◆ Given request: All lines from the line containing "Pin the printed" up to and including the last line of the listing below should be echoed exactly; no other lines belong in the response.

◆ Data provided:

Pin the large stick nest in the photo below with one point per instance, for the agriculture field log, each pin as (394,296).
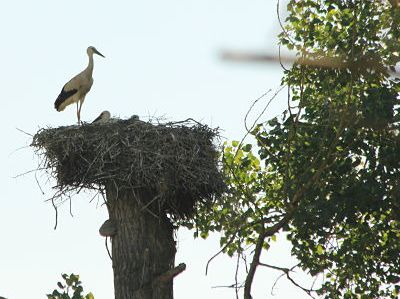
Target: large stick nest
(174,164)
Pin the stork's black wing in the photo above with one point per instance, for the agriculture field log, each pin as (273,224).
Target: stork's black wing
(63,96)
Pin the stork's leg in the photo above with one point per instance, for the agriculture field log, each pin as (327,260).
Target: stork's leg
(79,110)
(78,113)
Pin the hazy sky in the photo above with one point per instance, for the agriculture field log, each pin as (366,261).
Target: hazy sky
(162,59)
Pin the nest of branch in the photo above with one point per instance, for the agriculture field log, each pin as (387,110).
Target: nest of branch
(175,164)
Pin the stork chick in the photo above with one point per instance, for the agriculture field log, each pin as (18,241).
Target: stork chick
(75,90)
(102,118)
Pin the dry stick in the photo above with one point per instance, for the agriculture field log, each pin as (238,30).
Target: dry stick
(221,250)
(55,209)
(108,250)
(286,272)
(170,274)
(236,275)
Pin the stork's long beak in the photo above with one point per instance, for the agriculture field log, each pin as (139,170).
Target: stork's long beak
(98,53)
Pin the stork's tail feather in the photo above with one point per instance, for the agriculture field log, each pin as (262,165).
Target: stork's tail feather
(64,99)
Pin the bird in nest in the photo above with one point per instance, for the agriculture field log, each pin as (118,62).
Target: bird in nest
(102,118)
(75,90)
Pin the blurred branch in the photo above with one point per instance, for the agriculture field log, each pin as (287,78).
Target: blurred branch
(363,63)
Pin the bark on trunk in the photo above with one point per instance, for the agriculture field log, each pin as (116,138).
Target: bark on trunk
(142,249)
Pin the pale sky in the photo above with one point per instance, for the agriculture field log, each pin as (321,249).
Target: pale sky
(162,59)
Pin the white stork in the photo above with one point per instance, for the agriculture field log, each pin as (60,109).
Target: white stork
(102,118)
(75,90)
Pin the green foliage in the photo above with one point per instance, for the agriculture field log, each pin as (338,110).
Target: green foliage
(71,284)
(328,170)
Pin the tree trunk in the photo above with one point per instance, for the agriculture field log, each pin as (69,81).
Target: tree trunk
(142,250)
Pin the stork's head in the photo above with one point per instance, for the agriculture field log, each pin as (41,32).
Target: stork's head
(92,50)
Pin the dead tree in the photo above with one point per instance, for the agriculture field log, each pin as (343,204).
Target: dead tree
(153,175)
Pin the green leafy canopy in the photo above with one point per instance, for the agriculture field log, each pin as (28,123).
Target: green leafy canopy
(327,172)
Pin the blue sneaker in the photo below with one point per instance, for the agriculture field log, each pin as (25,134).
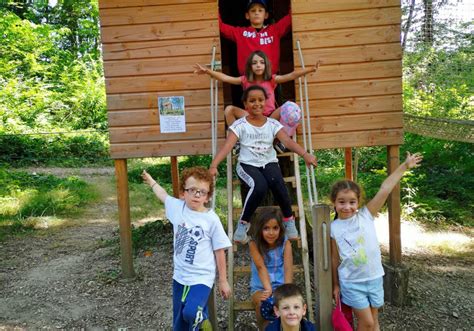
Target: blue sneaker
(240,234)
(290,229)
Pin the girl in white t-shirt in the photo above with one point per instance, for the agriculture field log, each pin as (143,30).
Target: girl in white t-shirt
(356,260)
(257,163)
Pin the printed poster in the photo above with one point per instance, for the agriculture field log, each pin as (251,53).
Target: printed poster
(172,116)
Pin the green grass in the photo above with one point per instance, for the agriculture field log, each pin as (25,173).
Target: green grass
(26,198)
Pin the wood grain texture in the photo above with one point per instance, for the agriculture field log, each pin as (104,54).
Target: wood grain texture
(157,14)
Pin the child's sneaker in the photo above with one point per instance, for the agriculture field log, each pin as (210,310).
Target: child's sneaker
(205,326)
(290,229)
(280,148)
(240,234)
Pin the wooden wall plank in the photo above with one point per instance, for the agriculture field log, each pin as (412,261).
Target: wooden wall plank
(168,65)
(357,105)
(152,133)
(351,54)
(177,82)
(357,139)
(367,70)
(346,19)
(355,88)
(127,3)
(347,123)
(150,116)
(165,148)
(310,6)
(162,48)
(160,31)
(150,100)
(348,37)
(157,14)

◆ Answer to this exercise:
Pin the printed poster in the photo above with one point per instance, for the agriculture field log, each pin as (251,53).
Target: printed poster
(172,116)
Pin the green grass in the photo above with one point per instance, for the agriculture field log, each pin as (25,173).
Target: green grass
(26,198)
Pin the wood grain texture in the photo above with one point per instance, for the agriculture field log, each pin as (104,54).
Target: wood grain texture
(157,14)
Pin the child's sneaker in the photo above with one point per instance, for the agriculture field log, each pin as (210,310).
Target: child's sneaker
(205,326)
(290,229)
(280,148)
(240,234)
Pin the wooden wall plank in the photo above with one point per instance, for the agriculture field log, each pin as (412,261).
Target: wooden wall plank
(168,65)
(357,105)
(152,133)
(351,54)
(177,82)
(357,139)
(367,70)
(346,19)
(355,88)
(127,3)
(347,123)
(150,116)
(165,148)
(310,6)
(162,48)
(160,31)
(150,100)
(348,37)
(157,14)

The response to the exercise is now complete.